Records held in a dataset:

::::

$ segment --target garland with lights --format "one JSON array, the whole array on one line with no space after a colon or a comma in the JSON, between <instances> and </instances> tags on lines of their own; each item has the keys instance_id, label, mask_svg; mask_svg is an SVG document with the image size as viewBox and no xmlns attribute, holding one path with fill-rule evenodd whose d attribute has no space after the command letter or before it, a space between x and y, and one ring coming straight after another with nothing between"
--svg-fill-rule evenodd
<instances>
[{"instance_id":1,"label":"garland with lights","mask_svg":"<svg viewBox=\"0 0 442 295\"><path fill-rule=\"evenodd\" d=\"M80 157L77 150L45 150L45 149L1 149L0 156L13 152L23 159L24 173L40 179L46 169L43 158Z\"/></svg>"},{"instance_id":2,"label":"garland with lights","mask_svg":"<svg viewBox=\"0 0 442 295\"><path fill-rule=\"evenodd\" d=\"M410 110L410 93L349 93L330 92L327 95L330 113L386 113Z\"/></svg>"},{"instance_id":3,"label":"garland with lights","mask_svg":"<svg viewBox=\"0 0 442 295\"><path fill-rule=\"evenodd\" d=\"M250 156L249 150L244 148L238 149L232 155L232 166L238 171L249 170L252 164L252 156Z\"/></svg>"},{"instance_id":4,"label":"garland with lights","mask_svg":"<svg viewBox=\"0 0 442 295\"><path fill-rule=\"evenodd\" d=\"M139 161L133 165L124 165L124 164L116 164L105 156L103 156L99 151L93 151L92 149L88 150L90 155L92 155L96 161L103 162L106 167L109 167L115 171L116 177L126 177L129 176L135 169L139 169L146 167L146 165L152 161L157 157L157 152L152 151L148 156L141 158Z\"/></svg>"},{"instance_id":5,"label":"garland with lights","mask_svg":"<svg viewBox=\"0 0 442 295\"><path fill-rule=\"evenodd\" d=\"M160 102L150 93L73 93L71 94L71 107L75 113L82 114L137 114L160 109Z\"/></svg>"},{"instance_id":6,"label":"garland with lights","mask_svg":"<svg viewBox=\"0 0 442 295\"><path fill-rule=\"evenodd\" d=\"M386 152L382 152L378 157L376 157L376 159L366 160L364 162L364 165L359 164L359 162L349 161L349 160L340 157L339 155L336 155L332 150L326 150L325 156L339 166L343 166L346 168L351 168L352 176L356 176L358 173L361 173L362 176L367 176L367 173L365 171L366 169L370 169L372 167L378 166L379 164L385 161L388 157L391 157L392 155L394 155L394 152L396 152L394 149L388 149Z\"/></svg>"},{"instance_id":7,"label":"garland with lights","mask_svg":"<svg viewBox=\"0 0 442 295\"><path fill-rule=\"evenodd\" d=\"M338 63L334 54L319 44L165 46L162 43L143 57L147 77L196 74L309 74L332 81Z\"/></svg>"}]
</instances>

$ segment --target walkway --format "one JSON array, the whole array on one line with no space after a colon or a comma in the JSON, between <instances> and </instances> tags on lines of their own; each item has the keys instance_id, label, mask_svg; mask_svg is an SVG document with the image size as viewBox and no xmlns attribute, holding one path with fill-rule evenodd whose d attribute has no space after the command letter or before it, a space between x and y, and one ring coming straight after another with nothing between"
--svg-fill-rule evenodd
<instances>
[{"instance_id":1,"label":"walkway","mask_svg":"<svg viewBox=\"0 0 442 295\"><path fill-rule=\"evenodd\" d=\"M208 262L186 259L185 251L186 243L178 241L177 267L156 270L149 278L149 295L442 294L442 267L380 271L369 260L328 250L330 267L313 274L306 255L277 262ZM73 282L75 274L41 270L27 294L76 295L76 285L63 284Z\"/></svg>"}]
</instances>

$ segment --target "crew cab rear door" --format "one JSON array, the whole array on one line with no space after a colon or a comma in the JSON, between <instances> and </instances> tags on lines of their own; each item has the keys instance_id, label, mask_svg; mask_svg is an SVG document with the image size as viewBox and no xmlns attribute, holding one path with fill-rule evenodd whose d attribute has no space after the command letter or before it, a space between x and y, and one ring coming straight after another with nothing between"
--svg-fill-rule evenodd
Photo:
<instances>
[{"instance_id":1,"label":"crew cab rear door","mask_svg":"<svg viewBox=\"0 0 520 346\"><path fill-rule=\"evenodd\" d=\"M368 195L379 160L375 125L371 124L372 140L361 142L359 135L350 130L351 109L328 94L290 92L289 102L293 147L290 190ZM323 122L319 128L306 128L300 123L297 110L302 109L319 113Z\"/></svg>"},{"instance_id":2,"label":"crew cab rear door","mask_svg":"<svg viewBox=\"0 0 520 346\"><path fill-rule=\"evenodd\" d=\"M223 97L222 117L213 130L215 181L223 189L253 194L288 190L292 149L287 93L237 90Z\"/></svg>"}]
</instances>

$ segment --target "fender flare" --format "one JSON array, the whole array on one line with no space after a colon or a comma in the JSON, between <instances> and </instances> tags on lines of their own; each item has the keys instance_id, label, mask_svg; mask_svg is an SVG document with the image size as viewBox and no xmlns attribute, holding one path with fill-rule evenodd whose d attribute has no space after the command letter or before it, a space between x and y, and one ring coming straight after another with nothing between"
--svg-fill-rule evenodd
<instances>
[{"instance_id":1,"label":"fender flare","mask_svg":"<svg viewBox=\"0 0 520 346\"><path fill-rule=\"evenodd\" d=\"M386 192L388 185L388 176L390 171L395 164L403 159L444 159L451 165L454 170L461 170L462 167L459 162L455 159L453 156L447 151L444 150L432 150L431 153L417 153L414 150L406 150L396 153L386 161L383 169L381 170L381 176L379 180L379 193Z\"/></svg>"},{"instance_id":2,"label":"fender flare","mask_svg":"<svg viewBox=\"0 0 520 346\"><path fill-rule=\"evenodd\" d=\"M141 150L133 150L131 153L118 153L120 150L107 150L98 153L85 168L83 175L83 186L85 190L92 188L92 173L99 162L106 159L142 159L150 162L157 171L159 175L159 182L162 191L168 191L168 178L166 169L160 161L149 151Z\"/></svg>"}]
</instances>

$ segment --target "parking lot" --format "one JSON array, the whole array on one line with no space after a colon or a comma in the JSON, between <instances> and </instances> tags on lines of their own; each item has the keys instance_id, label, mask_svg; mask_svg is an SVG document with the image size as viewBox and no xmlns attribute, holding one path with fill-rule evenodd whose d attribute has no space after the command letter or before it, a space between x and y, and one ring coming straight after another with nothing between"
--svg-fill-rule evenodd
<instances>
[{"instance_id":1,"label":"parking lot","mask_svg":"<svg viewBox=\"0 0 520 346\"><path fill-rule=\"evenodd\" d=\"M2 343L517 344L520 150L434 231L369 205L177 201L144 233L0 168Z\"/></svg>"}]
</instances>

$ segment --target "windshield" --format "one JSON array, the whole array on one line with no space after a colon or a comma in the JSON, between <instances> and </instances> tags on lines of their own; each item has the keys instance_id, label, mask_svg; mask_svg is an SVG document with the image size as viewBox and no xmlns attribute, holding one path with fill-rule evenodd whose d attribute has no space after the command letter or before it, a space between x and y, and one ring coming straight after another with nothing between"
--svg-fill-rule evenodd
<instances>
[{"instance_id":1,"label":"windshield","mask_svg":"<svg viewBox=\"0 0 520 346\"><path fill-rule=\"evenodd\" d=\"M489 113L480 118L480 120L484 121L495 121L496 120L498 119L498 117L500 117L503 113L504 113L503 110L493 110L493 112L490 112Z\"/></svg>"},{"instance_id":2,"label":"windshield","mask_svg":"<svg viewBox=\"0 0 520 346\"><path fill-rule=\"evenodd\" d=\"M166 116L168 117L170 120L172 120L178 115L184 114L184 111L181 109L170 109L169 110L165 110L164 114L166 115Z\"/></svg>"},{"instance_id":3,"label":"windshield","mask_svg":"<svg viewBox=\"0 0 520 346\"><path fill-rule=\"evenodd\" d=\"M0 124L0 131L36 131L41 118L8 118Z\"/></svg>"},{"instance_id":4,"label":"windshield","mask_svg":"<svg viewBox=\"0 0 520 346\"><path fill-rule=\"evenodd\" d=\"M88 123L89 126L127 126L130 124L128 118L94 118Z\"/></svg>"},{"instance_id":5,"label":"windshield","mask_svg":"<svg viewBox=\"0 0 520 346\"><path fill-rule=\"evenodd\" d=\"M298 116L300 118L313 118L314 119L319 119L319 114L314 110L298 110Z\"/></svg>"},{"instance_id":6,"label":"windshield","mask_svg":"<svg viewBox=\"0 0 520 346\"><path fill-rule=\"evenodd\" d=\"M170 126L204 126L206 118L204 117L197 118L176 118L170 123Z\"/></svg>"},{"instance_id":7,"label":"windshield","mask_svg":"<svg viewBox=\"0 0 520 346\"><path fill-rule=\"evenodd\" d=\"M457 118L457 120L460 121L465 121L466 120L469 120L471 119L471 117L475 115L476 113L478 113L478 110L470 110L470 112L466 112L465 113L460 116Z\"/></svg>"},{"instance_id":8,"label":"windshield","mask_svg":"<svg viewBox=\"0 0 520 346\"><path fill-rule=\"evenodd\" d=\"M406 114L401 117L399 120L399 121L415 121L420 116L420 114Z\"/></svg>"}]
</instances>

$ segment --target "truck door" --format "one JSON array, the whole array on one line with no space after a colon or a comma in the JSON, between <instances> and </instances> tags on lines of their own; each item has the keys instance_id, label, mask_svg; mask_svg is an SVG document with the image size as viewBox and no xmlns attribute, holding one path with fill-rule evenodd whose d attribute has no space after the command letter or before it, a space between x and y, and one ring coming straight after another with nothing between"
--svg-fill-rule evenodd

::::

**Task description**: Show every line of the listing above that contains the word "rear", treating uppercase and lowercase as different.

**Task answer**:
$ segment --target "crew cab rear door" --format "one JSON array, the whole array on one line with no space after a colon or a comma in the JSON, between <instances> and </instances> tags on lines of their own; each item has the keys instance_id, label, mask_svg; mask_svg is an SVG document with the image size as viewBox and no xmlns attribute, holding one path with fill-rule evenodd whose d attribute has no space after the command letter or before it, a space between x and y, and one ring coming straight after another with nothing between"
[{"instance_id":1,"label":"crew cab rear door","mask_svg":"<svg viewBox=\"0 0 520 346\"><path fill-rule=\"evenodd\" d=\"M368 195L379 160L375 125L371 124L372 140L361 142L359 135L350 130L351 109L328 94L290 92L289 102L293 147L290 190ZM323 122L319 128L306 128L300 123L297 110L302 109L319 113Z\"/></svg>"},{"instance_id":2,"label":"crew cab rear door","mask_svg":"<svg viewBox=\"0 0 520 346\"><path fill-rule=\"evenodd\" d=\"M223 97L222 117L213 130L215 181L223 189L253 194L288 190L292 149L287 93L237 90Z\"/></svg>"}]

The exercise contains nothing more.